Требования к заданиям:
1. Ответьте по отрывку о русской истории и словесности:
(a) С чем сравниваются страницы о московских государях?
(b) Кто обрабатывает западную легенду и привозит её в Россию?
(c) Что имеет возможность сделать Орест Миллер?
2. Обновите строки листинга от самого начала до строки с «x=551, y=57» включительно: замените «hill» на «mountain» и больше ничего в этих строках не меняйте.

Фрагмент страницы:
□ □ □

Гармонические линии, нежные тона, томные розы, воздушность, мечта о запредельном, искание невозможного. Как невыносимо после этого попасть в Россию, у которой в прошлом такая безобразная история; все эти страницы о московских государях не гнутся, как толстая безобразная парча, покрывавшая боярские брюхи, и хлюпает противная кровь на этих страницах — кровь тяжелая, гнилая, болотная. И зевается над этими страницами, как боярину на лежанке или в земском соборе. А дальше идут какие-то глупые боги, полувыдумки сентиментальных и народолюбивых ученых; какие-то богатыри, которые умеют ругаться, умеют бахвалиться, а лучше всего умеют пьянствовать и расправлять грязные Кулачищи. Как запахнет западной легендой, свежее становится; как обработает эту легенду какой-нибудь болгарский поп и привезет в Россию, становится нестерпимо: из легенды вышло не вздыхающее предание, не повесть о любви легкой и бессмертной, а какой-то отвратительный поползень, который окарачь ходит. И вот уже граф Алексеи Толстой, этот аристократ с рыбьим темпераментом, мягкотелый и сентиментальный, имеет возможность вдохновенно изложить русскую былину, легенду или историю скверным русским языком, выжать из нее окончательно всю западную общечеловеческую прелесть и преподнести осклизлую губку Русского собрания. И нежный Орест Миллер имеет возможность с восхищением выудить русскую пословицу, ибо на Руси — что ни пословица, то пошлость.

□ □ □

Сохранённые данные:
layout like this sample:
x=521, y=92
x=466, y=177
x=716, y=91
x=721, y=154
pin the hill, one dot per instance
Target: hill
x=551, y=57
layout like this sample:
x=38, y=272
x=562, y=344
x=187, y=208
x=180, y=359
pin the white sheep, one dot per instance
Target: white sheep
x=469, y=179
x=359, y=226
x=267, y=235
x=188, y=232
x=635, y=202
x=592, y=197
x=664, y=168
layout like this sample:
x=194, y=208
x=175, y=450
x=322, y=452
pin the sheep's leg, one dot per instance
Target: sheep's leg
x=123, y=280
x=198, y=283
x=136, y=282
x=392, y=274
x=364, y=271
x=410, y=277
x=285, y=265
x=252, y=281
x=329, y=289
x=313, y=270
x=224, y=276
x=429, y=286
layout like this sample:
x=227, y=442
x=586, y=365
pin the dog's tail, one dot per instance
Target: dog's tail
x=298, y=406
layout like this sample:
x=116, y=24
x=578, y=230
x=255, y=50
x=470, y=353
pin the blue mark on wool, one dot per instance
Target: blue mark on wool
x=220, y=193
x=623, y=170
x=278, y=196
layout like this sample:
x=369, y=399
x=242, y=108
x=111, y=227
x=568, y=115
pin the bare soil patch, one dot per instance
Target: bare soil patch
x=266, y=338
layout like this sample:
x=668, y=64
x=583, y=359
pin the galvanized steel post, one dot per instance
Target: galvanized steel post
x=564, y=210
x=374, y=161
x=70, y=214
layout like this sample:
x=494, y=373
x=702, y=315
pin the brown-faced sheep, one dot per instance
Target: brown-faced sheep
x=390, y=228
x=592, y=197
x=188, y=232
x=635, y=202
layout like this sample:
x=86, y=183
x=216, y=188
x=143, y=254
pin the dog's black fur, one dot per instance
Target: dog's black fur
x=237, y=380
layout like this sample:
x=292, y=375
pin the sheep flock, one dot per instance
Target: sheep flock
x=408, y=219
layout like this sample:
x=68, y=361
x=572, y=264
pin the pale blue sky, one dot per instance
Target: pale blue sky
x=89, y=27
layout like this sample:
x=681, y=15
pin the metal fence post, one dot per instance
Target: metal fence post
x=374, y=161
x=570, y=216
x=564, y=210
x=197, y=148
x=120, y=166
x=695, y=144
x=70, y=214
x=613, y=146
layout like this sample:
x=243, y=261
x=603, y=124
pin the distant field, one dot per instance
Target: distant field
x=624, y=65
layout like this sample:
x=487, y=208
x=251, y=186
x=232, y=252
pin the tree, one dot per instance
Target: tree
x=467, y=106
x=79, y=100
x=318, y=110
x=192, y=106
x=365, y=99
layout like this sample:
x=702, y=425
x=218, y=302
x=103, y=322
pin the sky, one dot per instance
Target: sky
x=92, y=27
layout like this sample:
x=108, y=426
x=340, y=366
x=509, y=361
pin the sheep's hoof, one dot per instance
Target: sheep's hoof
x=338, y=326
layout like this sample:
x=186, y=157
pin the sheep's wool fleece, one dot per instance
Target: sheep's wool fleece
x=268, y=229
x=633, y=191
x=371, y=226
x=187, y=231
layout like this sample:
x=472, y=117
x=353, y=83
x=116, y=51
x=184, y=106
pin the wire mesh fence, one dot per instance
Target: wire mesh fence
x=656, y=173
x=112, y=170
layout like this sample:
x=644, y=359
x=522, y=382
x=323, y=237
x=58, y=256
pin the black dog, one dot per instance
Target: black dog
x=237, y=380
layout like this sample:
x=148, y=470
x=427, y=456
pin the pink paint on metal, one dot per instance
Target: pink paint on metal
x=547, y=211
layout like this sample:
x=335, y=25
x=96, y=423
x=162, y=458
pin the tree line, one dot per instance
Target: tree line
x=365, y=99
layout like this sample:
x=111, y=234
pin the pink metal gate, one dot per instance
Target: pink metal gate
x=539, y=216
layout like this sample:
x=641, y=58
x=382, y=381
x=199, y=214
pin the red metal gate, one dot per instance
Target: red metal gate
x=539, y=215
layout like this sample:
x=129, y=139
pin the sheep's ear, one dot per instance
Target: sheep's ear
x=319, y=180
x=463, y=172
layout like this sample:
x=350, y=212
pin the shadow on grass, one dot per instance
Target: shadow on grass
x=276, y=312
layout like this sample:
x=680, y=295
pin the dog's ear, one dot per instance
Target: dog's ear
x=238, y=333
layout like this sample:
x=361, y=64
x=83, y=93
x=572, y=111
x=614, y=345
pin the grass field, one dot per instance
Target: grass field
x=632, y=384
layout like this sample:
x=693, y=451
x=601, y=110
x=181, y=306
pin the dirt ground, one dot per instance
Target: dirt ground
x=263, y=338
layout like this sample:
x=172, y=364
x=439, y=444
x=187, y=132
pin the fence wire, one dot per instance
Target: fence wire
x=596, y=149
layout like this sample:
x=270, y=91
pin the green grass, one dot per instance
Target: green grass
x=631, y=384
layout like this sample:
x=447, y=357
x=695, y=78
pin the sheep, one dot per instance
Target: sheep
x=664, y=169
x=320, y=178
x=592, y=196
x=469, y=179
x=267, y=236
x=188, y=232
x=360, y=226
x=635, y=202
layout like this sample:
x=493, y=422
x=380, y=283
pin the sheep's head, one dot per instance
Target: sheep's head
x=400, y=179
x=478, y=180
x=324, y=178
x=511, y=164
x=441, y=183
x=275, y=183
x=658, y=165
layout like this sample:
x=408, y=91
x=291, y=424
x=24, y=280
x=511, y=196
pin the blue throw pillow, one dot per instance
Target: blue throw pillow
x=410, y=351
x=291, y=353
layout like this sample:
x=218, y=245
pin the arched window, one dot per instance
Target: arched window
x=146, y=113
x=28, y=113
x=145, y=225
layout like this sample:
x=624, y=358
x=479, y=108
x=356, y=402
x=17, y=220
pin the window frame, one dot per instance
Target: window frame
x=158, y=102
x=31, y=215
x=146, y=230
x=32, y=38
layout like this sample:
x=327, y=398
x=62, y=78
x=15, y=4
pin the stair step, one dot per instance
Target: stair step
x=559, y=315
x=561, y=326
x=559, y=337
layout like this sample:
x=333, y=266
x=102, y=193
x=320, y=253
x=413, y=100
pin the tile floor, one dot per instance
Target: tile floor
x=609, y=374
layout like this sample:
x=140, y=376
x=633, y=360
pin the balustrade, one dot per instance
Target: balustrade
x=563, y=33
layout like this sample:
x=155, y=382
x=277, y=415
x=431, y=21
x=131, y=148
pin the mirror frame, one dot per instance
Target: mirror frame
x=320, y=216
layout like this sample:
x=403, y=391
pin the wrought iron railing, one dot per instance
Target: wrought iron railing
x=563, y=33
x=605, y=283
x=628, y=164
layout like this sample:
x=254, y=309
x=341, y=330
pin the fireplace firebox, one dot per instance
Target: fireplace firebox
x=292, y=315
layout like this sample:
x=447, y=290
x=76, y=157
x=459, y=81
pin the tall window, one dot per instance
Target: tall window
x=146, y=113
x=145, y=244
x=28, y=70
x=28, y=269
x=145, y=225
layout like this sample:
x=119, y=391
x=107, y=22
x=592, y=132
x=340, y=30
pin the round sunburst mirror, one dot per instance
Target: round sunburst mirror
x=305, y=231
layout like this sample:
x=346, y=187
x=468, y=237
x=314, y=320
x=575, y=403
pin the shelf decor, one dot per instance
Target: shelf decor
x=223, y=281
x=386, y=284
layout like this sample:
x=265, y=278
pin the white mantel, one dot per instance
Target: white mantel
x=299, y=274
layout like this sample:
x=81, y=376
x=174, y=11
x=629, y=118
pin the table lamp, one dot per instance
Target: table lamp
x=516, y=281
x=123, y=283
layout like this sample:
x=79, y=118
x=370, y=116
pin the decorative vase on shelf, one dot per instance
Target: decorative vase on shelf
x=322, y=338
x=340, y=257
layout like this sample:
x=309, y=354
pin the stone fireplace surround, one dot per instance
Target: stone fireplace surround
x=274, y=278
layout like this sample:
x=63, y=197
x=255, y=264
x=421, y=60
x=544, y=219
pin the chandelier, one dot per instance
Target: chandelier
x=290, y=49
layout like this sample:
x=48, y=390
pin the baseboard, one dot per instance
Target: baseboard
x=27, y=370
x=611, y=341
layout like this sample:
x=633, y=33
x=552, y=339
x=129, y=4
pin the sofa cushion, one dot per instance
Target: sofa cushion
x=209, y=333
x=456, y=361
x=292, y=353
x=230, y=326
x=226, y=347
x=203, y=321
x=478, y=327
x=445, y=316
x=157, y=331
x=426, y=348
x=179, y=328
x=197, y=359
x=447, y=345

□ □ □

Результаты заданий:
1.
(a) С толстой безобразной парчой, покрывавшей боярские брюхи.
(b) Какой-нибудь болгарский поп.
(c) С восхищением выудить русскую пословицу.

2.
layout like this sample:
x=521, y=92
x=466, y=177
x=716, y=91
x=721, y=154
pin the mountain, one dot per instance
Target: mountain
x=551, y=57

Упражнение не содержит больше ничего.